**Exercise task:** Count the lines in the material below that contain the string "catkin", and reply with only that number.

**Records shown:**
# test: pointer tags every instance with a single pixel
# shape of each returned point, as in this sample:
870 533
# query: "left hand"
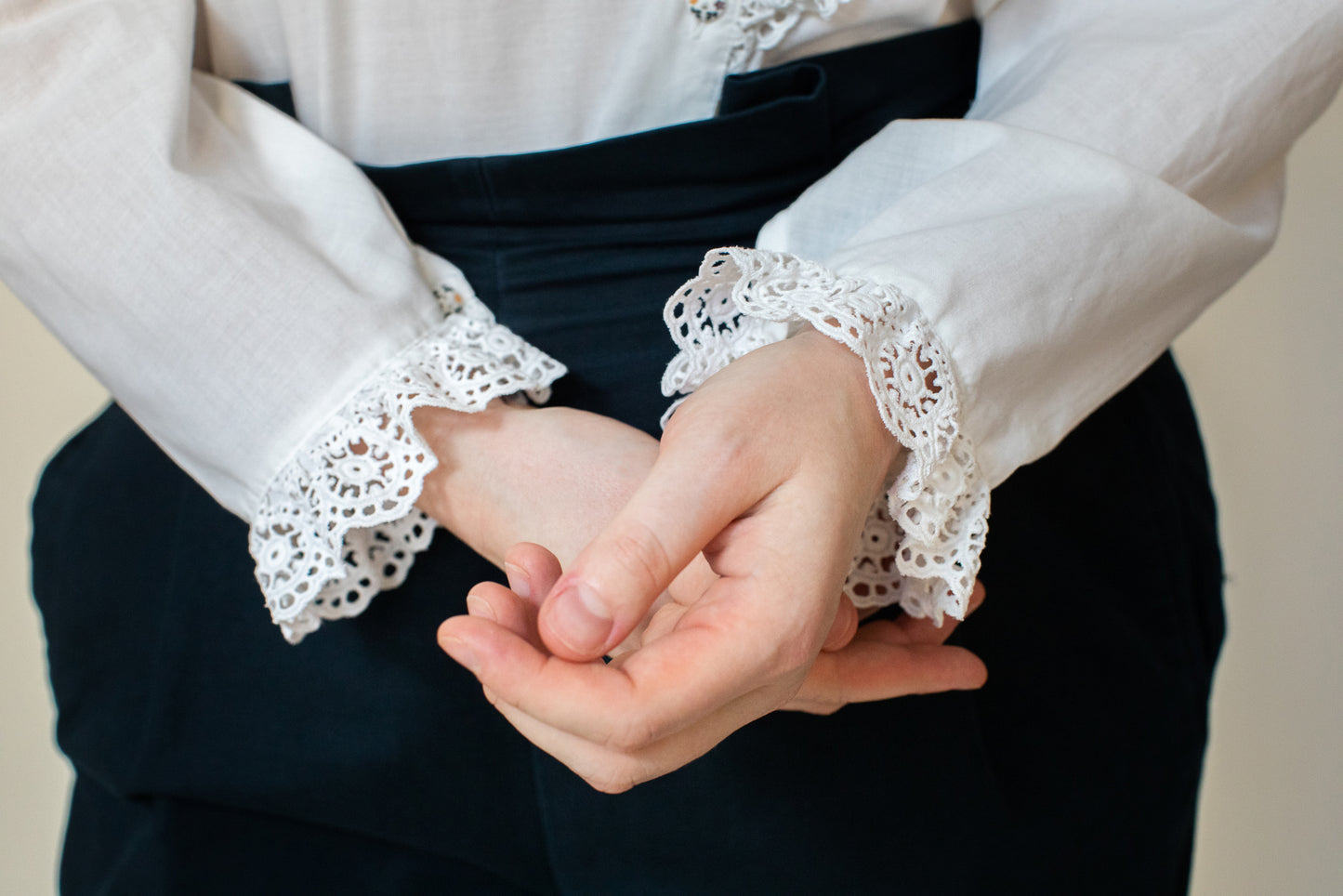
769 469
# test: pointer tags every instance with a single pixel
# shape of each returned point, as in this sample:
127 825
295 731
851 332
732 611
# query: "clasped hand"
708 566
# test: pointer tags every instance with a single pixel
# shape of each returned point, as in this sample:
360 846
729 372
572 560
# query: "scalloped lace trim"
338 521
920 546
764 24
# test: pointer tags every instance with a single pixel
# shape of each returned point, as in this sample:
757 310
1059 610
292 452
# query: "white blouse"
247 296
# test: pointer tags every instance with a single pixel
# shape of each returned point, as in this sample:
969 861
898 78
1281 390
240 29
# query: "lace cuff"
338 521
921 545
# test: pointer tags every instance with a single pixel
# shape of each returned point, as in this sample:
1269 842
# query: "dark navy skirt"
214 758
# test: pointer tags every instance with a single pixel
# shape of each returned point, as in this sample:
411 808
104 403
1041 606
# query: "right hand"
552 476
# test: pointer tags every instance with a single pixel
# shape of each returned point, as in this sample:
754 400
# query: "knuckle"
614 779
633 733
640 554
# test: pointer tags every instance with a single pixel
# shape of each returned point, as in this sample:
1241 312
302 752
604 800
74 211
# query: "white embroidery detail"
338 521
921 545
706 9
766 23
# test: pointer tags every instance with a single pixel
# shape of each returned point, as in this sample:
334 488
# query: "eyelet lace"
338 522
766 23
920 546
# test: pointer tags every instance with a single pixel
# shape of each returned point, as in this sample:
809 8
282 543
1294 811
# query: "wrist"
458 492
848 375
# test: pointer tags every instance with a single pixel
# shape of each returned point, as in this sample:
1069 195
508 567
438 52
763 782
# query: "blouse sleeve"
1004 276
241 289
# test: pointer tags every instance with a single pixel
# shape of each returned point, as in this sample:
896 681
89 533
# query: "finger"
532 571
924 630
615 771
844 627
880 664
615 579
495 603
636 700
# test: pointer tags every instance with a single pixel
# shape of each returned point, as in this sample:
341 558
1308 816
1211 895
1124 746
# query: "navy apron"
214 758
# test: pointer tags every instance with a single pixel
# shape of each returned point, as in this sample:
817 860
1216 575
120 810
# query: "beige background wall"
1267 376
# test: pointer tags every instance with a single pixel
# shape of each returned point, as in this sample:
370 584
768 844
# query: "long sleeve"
237 283
1004 276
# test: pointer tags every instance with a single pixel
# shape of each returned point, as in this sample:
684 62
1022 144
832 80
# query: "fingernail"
580 619
518 581
462 652
480 607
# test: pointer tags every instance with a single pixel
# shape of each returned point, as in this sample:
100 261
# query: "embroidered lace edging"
338 522
920 546
766 23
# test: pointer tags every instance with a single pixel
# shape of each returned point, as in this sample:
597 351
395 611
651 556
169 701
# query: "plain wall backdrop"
1267 377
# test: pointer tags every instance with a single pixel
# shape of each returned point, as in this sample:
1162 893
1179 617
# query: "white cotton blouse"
251 301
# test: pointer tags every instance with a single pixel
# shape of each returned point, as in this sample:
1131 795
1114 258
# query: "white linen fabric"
250 300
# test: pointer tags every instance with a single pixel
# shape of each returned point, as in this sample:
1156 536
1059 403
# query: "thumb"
616 578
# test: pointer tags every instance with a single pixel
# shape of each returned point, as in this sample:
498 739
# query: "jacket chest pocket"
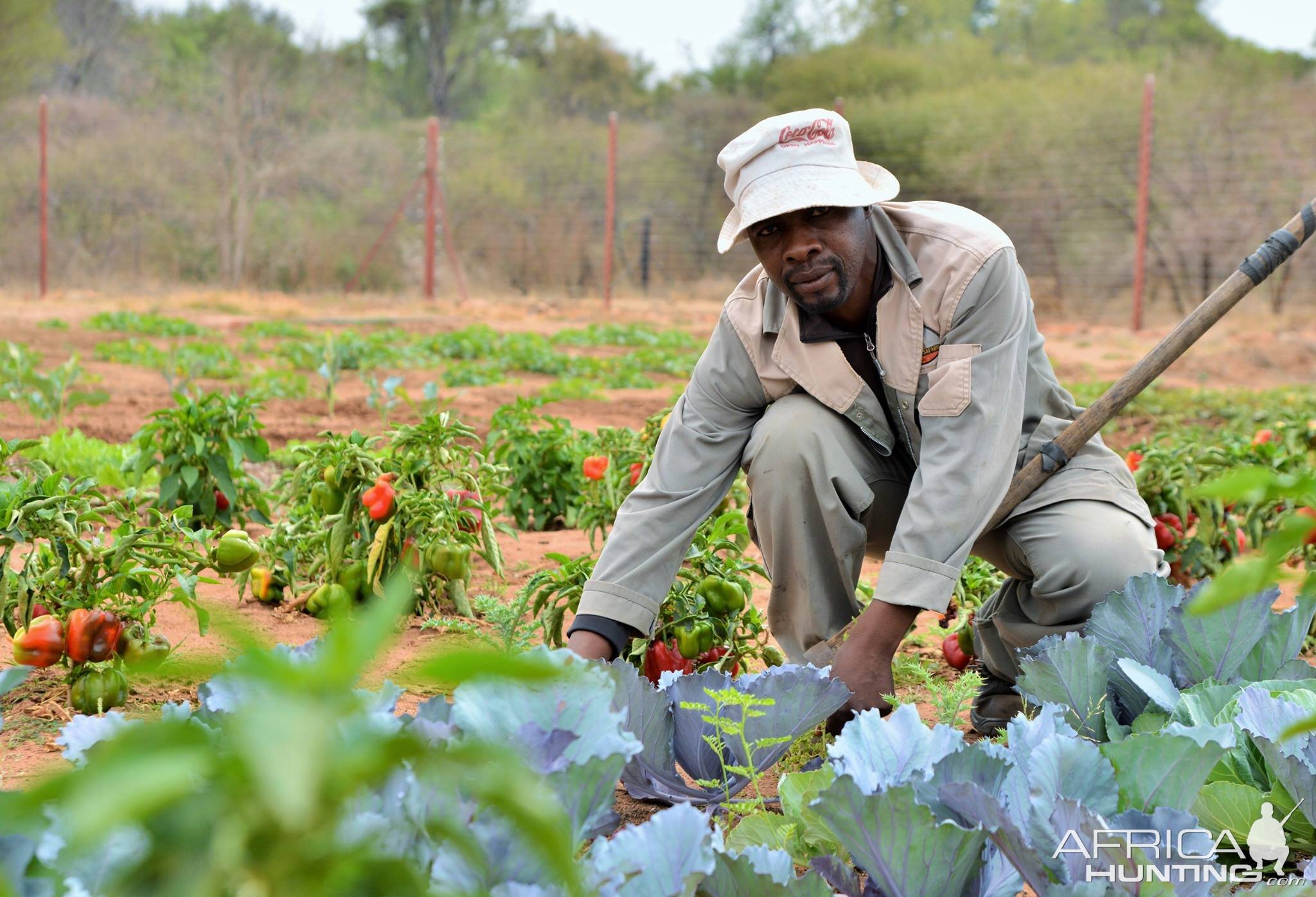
949 382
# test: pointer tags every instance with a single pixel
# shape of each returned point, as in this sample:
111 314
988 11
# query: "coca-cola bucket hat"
794 162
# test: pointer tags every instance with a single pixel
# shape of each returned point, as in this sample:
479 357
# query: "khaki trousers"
823 500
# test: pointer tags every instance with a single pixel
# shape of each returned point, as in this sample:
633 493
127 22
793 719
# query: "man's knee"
788 437
1094 551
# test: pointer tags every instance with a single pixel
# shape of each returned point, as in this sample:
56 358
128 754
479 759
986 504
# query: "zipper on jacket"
873 351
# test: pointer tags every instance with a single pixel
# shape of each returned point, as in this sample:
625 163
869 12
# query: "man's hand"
864 659
591 646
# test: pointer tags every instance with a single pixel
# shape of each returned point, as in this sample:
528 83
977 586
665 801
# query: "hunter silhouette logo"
1187 855
1267 839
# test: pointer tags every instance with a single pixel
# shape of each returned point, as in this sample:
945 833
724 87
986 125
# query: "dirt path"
1250 351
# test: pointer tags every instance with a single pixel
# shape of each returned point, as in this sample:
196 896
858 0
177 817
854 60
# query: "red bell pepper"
953 654
662 658
714 655
93 634
41 643
1164 537
379 497
1311 515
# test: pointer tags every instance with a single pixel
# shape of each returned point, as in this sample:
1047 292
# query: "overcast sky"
678 35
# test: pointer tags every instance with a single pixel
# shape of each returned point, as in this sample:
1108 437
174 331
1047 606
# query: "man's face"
815 256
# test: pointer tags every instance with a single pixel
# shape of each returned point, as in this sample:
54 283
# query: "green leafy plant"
278 383
949 698
198 447
557 591
82 590
727 713
48 395
511 628
542 456
79 456
383 395
147 324
285 834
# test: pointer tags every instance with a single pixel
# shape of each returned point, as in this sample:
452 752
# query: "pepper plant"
199 447
360 511
91 573
542 456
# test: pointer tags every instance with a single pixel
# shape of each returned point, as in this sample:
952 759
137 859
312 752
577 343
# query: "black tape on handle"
1053 457
1272 254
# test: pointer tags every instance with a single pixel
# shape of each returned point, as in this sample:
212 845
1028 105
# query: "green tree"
569 71
30 39
445 42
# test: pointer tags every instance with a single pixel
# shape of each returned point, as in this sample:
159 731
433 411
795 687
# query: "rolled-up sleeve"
968 447
694 466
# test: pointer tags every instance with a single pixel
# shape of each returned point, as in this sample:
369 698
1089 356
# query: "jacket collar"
898 257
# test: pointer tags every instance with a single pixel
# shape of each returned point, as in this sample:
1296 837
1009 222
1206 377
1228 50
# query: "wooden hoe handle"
1256 267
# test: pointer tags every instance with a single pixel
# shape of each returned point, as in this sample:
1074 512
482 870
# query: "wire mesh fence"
526 204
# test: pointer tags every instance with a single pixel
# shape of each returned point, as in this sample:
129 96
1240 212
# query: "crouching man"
880 378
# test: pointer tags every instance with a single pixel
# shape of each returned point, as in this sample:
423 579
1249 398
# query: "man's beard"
819 304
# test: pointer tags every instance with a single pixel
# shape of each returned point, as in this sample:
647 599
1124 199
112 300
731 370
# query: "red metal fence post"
383 235
1140 237
431 190
610 211
449 246
42 188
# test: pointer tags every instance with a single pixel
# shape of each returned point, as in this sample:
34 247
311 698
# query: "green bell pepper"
722 596
236 553
706 635
452 561
688 641
98 691
330 598
325 499
353 579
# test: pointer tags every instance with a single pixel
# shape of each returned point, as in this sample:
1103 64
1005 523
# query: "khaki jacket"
972 393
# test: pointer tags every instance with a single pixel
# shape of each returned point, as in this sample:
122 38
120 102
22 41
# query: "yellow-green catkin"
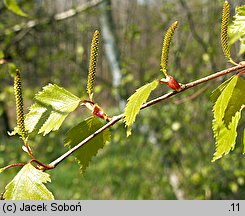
19 106
92 65
224 29
165 47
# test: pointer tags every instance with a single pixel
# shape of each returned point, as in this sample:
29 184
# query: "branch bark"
148 104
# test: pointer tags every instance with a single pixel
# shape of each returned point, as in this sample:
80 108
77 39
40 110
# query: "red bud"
97 111
172 83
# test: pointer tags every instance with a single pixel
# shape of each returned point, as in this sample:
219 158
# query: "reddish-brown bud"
171 82
97 111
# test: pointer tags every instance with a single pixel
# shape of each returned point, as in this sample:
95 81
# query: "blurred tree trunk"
111 48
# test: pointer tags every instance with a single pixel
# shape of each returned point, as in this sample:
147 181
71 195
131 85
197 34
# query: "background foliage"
169 154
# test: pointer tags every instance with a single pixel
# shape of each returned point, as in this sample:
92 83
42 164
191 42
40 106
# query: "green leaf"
28 184
134 103
237 99
52 106
237 28
225 136
227 112
81 131
13 6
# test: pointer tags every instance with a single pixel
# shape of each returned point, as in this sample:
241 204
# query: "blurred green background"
169 153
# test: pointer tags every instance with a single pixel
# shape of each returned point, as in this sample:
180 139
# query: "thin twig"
193 96
13 165
150 103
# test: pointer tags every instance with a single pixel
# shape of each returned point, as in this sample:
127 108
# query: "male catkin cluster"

**Exercise output:** 2